- [TASK PROMPT]: The output has to be the full set of records, reproduced exactly, minus any picture.
:::::
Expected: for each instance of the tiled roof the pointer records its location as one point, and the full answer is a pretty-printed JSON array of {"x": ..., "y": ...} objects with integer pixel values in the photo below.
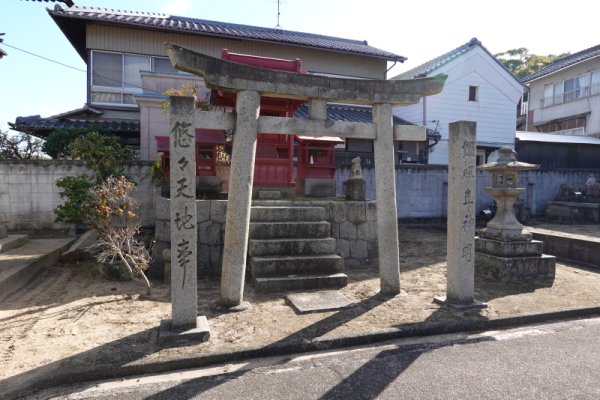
[
  {"x": 44, "y": 126},
  {"x": 172, "y": 23},
  {"x": 351, "y": 113},
  {"x": 431, "y": 65},
  {"x": 555, "y": 138},
  {"x": 564, "y": 62}
]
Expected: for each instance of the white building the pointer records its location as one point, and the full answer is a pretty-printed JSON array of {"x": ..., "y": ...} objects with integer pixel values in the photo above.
[{"x": 479, "y": 88}]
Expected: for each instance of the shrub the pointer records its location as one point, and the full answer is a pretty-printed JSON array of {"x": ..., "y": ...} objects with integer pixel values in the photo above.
[{"x": 113, "y": 214}]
:::::
- [ANSWER BOX]:
Expected: for each instance of the tiled roof the pointer records its location as one point, and the full answer is a pretty-printed JSON array of {"x": ..., "y": ...} objects with integer pixel values in the photo below.
[
  {"x": 44, "y": 126},
  {"x": 172, "y": 23},
  {"x": 351, "y": 113},
  {"x": 431, "y": 65},
  {"x": 555, "y": 138},
  {"x": 564, "y": 62}
]
Expected: for each instance of the white building the pointer records its location as one point, and the full answer is a pretty-printed JSON array of {"x": ..., "y": ...} objects with integer pixel values in the photo above.
[{"x": 479, "y": 88}]
Expected: for each instance of the shrub the pointer records its location as one point, and the full answer is a pretty-printed JSON array of {"x": ..., "y": ...} objects with integer pixel values in the photo above.
[{"x": 113, "y": 214}]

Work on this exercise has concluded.